#### [Written exercise]
Reproduce each of the following lines without changing a single character.

(Entries from a pointing dataset)
========

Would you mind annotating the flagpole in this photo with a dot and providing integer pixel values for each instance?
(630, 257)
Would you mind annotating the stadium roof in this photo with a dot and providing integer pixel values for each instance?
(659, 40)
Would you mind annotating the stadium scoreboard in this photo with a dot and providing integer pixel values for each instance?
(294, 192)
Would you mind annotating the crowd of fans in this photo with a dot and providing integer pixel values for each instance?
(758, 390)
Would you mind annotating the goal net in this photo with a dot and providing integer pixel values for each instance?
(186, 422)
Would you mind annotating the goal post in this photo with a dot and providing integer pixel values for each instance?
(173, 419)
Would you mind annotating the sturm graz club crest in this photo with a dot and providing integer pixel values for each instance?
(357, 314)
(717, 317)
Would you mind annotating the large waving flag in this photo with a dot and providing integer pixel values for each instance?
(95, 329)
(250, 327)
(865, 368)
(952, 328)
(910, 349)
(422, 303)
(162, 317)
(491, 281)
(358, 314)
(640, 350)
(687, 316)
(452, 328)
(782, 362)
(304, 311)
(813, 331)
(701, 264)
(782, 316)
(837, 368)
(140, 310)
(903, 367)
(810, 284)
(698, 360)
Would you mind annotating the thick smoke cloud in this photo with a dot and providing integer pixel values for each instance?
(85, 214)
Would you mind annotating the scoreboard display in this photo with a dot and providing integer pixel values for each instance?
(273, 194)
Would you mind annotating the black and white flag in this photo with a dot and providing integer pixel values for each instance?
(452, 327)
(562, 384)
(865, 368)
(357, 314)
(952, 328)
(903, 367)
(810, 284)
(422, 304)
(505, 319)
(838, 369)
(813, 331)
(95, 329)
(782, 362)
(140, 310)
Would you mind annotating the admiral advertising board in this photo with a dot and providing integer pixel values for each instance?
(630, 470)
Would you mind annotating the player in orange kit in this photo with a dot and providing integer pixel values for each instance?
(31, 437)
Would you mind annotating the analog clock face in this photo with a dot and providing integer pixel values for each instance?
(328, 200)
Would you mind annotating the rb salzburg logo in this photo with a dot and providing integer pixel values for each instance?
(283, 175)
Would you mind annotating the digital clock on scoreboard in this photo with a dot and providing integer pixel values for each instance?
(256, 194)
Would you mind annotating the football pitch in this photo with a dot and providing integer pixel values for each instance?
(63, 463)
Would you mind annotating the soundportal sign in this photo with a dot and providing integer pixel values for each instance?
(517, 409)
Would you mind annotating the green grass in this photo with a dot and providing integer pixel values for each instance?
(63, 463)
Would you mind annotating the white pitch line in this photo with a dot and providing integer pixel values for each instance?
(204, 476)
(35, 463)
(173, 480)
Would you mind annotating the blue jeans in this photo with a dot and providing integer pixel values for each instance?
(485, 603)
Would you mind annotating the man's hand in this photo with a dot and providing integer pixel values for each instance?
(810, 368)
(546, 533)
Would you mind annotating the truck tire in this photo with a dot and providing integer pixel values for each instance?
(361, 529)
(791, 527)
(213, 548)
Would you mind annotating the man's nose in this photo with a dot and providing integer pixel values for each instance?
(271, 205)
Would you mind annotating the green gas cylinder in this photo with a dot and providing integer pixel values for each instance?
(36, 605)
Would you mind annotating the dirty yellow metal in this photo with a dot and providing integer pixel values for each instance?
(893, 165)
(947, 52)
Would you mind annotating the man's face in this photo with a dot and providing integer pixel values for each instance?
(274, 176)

========

#### [Exercise solution]
Would you mind annotating the flagpole in this photo with a dot and providing integer pixel values for each instance?
(630, 257)
Would you mind annotating the stadium roof in this photo with a dot and providing integer pixel values for each instance?
(659, 40)
Would you mind annotating the stadium scoreboard in this photo with a dot and providing integer pixel values for each instance?
(294, 192)
Would you mind annotating the crowd of fans in this photo with a dot and providing integer pixel values for each instance?
(758, 390)
Would you mind annotating the goal net in this photo with a dot and providing integer pixel values for each instance?
(186, 422)
Would you mind annotating the goal post in this photo with a dot and providing integer pixel values for each instance?
(173, 419)
Would you mind annotating the sturm graz club crest in this photo with a dot and providing integer pixel values for each instance?
(357, 314)
(717, 317)
Would you mind annotating the large waving flag in this photo with a dot and providing integer pixel values for each instance?
(95, 329)
(250, 327)
(865, 368)
(952, 328)
(910, 349)
(422, 303)
(162, 317)
(491, 281)
(358, 314)
(640, 350)
(687, 316)
(452, 328)
(782, 362)
(304, 311)
(813, 331)
(701, 264)
(782, 316)
(837, 368)
(140, 310)
(903, 367)
(810, 284)
(698, 360)
Would you mind annotating the thick smoke cloud in this photo with a dot and providing integer pixel values for each instance?
(85, 214)
Would you mind annotating the scoreboard display in this photo with a dot and providing integer pixel values for each instance?
(273, 194)
Would you mind annotating the black and white flag in this photo with a dot and providing integer pixel values for each instance?
(452, 327)
(562, 384)
(865, 368)
(357, 314)
(952, 328)
(903, 367)
(810, 284)
(422, 304)
(505, 319)
(838, 369)
(813, 331)
(95, 329)
(782, 362)
(140, 310)
Would you mind annotating the admiral advertising board in this photo with a dot and providing integer pixel values for each instance?
(630, 470)
Would you mind annotating the player in orange kit in this photo with a dot and providing integer pixel values for each instance?
(31, 437)
Would you mind annotating the analog clock face in this photo with a dot and providing integer pixel values for each instance?
(328, 200)
Would you mind annotating the rb salzburg logo in this photo with a dot and providing integer pixel values for each instance?
(283, 175)
Would you mind annotating the digital clock on scoreboard in this photo with a dot and providing integer pixel values for each instance?
(256, 194)
Would you mind annotating the football pitch in this photo with a dot and providing integer pixel values for each instance?
(63, 463)
Would you mind annotating the soundportal sign in this photo with a dot and providing integer pixel values for each instance?
(517, 409)
Would you mind annotating the green grass in this photo with a dot and providing integer pixel values for each instance?
(63, 463)
Would you mind annotating the white pitch line in this photo with a dot and providing integer pixel values for each instance?
(204, 476)
(35, 463)
(173, 480)
Would you mind annotating the blue jeans in this photo with a dot and providing integer pixel values for each instance?
(485, 603)
Would you mind annotating the man's hand in this photo with a dot and providing integer pixel values for each instance?
(810, 368)
(546, 533)
Would you mind annotating the truck tire in this photo with a dot and providing integer pixel values for each instance?
(361, 529)
(791, 527)
(213, 548)
Would you mind annotating the man's nose in this photo with a dot and providing integer pixel values for each instance?
(271, 205)
Would you mind annotating the green gas cylinder in this photo with a dot and providing integer pixel values for each instance?
(36, 605)
Would you mind annotating the dirty yellow metal in this photo with a dot and providing integer pixel values for each instance?
(893, 165)
(947, 52)
Would you mind annotating the man's face in this photo with a dot and providing integer pixel values for each instance?
(274, 176)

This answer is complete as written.